*Goal*: Copy the listing below line for line, keeping every character and the original order unchanged.
########
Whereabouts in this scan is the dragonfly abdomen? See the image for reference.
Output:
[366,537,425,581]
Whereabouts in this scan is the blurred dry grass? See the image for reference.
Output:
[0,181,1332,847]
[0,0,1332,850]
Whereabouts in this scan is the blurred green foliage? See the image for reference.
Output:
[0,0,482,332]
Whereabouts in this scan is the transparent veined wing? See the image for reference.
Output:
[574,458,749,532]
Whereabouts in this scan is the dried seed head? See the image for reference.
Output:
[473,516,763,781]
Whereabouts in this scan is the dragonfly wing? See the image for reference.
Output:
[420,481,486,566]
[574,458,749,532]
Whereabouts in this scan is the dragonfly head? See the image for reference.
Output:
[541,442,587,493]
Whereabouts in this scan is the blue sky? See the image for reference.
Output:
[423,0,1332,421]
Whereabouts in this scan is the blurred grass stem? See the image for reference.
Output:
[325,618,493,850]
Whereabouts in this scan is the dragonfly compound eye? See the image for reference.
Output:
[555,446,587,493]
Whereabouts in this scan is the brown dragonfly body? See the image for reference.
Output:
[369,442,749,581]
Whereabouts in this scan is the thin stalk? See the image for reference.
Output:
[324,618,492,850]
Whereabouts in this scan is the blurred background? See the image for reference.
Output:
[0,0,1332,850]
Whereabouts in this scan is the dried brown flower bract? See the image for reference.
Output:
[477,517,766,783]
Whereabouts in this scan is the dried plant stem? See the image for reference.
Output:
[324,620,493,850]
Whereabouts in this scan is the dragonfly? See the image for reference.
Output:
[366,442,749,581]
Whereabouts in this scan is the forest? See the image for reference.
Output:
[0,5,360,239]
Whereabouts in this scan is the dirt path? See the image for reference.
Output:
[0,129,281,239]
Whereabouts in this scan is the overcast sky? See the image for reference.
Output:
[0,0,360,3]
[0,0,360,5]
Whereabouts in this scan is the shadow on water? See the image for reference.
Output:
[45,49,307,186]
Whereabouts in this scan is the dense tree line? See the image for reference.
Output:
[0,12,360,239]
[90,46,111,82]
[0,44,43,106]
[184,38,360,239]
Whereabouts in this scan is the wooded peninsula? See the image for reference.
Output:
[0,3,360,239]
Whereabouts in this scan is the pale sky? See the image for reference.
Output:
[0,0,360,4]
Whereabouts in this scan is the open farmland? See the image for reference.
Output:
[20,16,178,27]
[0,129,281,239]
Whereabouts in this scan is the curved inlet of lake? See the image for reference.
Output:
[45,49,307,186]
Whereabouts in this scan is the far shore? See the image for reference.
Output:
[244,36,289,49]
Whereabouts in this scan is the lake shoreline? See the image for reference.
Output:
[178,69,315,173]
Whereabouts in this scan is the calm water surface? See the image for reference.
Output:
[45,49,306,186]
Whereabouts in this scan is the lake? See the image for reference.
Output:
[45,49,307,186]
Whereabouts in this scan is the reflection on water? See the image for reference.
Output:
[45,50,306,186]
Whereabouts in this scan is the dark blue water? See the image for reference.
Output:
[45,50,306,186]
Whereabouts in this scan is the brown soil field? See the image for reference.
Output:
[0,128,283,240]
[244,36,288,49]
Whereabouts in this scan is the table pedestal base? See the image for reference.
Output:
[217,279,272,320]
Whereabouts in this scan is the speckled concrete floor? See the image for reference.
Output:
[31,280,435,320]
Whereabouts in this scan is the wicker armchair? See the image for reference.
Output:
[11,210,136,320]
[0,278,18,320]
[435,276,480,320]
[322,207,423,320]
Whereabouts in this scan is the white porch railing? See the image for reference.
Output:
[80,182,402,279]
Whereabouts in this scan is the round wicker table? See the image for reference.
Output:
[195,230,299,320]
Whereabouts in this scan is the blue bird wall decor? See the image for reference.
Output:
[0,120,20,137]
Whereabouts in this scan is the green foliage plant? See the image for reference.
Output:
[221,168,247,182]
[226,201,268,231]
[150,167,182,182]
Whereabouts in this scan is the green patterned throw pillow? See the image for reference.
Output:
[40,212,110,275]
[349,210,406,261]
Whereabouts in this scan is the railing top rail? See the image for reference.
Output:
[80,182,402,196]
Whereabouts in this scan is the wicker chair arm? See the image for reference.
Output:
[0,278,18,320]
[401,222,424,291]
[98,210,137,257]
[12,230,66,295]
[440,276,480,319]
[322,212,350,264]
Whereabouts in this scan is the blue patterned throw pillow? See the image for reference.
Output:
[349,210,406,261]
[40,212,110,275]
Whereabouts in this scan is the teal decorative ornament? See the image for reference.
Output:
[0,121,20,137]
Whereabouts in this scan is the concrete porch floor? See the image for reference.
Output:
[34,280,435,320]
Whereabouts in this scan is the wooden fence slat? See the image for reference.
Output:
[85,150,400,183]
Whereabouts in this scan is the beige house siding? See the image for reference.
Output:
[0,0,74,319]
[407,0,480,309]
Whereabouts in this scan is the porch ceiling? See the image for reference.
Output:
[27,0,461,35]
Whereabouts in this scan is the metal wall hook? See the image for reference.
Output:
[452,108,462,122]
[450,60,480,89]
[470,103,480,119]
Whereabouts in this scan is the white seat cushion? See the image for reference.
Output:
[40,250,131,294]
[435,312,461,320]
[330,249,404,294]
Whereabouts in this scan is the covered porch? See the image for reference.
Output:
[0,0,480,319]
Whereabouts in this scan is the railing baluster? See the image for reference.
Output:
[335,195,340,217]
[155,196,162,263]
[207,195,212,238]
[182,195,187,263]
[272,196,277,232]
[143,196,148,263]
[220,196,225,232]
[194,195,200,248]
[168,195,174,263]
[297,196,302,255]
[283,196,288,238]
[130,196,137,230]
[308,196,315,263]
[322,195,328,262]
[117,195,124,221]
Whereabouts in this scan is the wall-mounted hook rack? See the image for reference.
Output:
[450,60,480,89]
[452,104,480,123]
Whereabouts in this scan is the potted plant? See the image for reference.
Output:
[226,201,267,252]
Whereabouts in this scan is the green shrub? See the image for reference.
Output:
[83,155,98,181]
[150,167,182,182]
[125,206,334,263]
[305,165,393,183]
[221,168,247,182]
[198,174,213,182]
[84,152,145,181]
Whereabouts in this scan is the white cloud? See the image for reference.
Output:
########
*Answer to this exercise*:
Whereabouts in this scan is the dragonfly abdomen? See the image for reference.
Output:
[366,537,425,581]
Whereabouts in this scan is the blurred dry grass? See the image for reference.
Output:
[0,181,1332,847]
[0,0,1332,850]
Whereabouts in this scan is the blurred green foliage? See the image for reference.
Output:
[0,0,482,332]
Whereabouts in this scan is the transparent veined wing? See the image for reference.
Output:
[574,458,749,532]
Whereabouts in this scan is the dried seed head? See the image for reference.
Output:
[473,516,763,781]
Whereabouts in this scan is the dragonfly wing? See the image for reference.
Output:
[420,481,486,566]
[574,458,749,532]
Whereabouts in this scan is the dragonfly head? See the image for reference.
Output:
[541,442,587,493]
Whereabouts in this scan is the blue sky? See the image for reference.
Output:
[423,0,1332,421]
Whereabouts in this scan is the blurred grass stem? See the image for reference.
Output:
[325,618,493,850]
Whereabouts in this scan is the dragonfly compound eye? See the image for reference.
Output:
[555,446,587,493]
Whereabouts in this scan is the brown dragonfly body? See the image for reference.
Output:
[369,442,749,581]
Whereabouts in this scan is the thin stalk? See the image for reference.
Output:
[324,618,492,850]
Whereabouts in this scan is the blurred background? See the image for reference.
Output:
[0,0,1332,850]
Whereabouts in this scan is the dried brown flower bract? See the image for reference.
Output:
[477,517,766,783]
Whereabouts in this scan is the dried plant stem? See the image for reference.
Output:
[324,620,493,850]
Whereabouts in this scan is the dragonfly? See the image for reference.
Output:
[366,442,749,581]
Whereabouts in this scan is the forest? See the image for reference.
Output:
[0,5,360,239]
Whereabouts in this scan is the dirt path? See the image for reference.
Output:
[0,129,281,239]
Whereabouts in this scan is the overcast sky? See the image for reference.
Output:
[0,0,360,3]
[0,0,360,5]
Whereabouts in this scan is the shadow on water? See the image for reference.
Output:
[45,49,307,186]
Whereabouts in this scan is the dense tree line? See the image for reference.
Output:
[0,12,360,239]
[90,46,111,82]
[0,44,43,106]
[184,38,360,239]
Whereabouts in this scan is the wooded peninsula? See the image for reference.
Output:
[0,3,360,239]
Whereabouts in this scan is the pale sky? See the image for reference.
Output:
[0,0,360,4]
Whereabouts in this scan is the open farmland? See the image for reference.
Output:
[20,16,178,27]
[0,129,281,239]
Whereabouts in this scan is the curved inlet of lake? See the image for reference.
Output:
[45,49,307,186]
Whereabouts in this scan is the far shore? See the image for reference.
Output:
[244,36,289,49]
Whereabouts in this scan is the lake shoreline? See the image for reference.
Output:
[178,69,315,173]
Whereabouts in this scan is the calm water surface? See the image for reference.
Output:
[45,49,306,186]
Whereabouts in this scan is the lake? See the image for reference.
Output:
[45,49,307,186]
Whereabouts in this scan is the reflection on water? See the image for reference.
Output:
[45,50,306,186]
Whereabouts in this scan is the dark blue water? See the image for reference.
Output:
[45,50,306,186]
Whereabouts in this scan is the brown soil field? See the image for reference.
Output:
[0,128,283,240]
[244,36,288,49]
Whereabouts in this scan is the table pedestal base? See the image for reference.
Output:
[217,279,272,320]
Whereabouts in this scan is the speckled concrete floor? See the image for reference.
Output:
[31,280,435,320]
Whereabouts in this scan is the wicker armchair? See the image for reference.
Output:
[11,210,136,320]
[0,278,18,320]
[435,276,480,320]
[322,207,423,320]
Whereabouts in this scan is the white porch railing? See the image for reference.
Output:
[80,182,402,279]
Whereabouts in this scan is the round wicker table? See the image for reference.
Output:
[195,230,299,320]
Whereabouts in this scan is the blue bird wall decor? See the image for reference.
Output:
[0,120,20,137]
Whereabouts in this scan is the green foliage plant? See the image for reference.
Output:
[221,168,247,182]
[226,201,268,231]
[150,167,182,182]
Whereabouts in this scan is the green patterned throw pillow? See the image for reference.
Output:
[40,212,110,275]
[349,210,406,261]
Whereabouts in this scan is the railing top rail? See the image for reference.
Output:
[80,182,402,196]
Whereabouts in this scan is the wicker chair arm? See the image for reference.
Output:
[0,278,18,320]
[401,222,424,291]
[98,210,137,257]
[12,230,66,295]
[440,276,480,319]
[322,212,350,264]
Whereabouts in this scan is the blue patterned throw pillow? See the image for reference.
Output:
[349,210,406,261]
[40,212,110,275]
Whereabouts in this scan is the teal decorative ornament? See the image for reference.
Output:
[0,121,20,137]
Whereabouts in this scan is the concrete porch floor? See the image for reference.
Output:
[34,280,435,320]
Whereabouts in this scan is the wooden fence slat? See the image for reference.
Output:
[85,150,400,183]
Whereabouts in this scan is the beige house siding? See the image for reference.
Output:
[0,0,74,319]
[407,0,480,309]
Whereabouts in this scan is the porch ceiling? See the image for reference.
Output:
[27,0,461,35]
Whereabouts in this scan is the metal wall hook? See the image for reference.
Output:
[452,108,462,122]
[450,60,480,89]
[470,103,480,119]
Whereabouts in this scan is the white seat cushion? See the image for reference.
Output:
[40,250,131,294]
[435,312,461,320]
[330,249,404,294]
Whereabouts in this scan is the covered porch? See the image for reference.
Output:
[0,0,480,319]
Whereabouts in this scan is the railing baluster? See the image for reference.
Output:
[335,195,340,217]
[155,196,162,263]
[207,195,212,238]
[182,195,187,263]
[272,196,277,232]
[143,196,148,263]
[220,196,225,232]
[194,195,200,248]
[168,195,174,263]
[297,196,302,255]
[283,196,288,238]
[130,196,137,230]
[308,196,315,263]
[322,195,328,262]
[117,195,124,221]
Whereabouts in this scan is the wall-mounted hook rack? See the image for reference.
Output:
[450,60,480,89]
[452,104,480,123]
Whereabouts in this scan is the potted plant? See the image for reference.
Output:
[226,201,267,252]
Whereabouts in this scan is the green shrub? See the image for reference.
Output:
[83,155,98,181]
[150,167,182,182]
[125,206,334,263]
[305,165,393,183]
[221,168,247,182]
[198,174,213,182]
[84,152,145,181]
Whereabouts in this scan is the white cloud? See the image for reference.
Output:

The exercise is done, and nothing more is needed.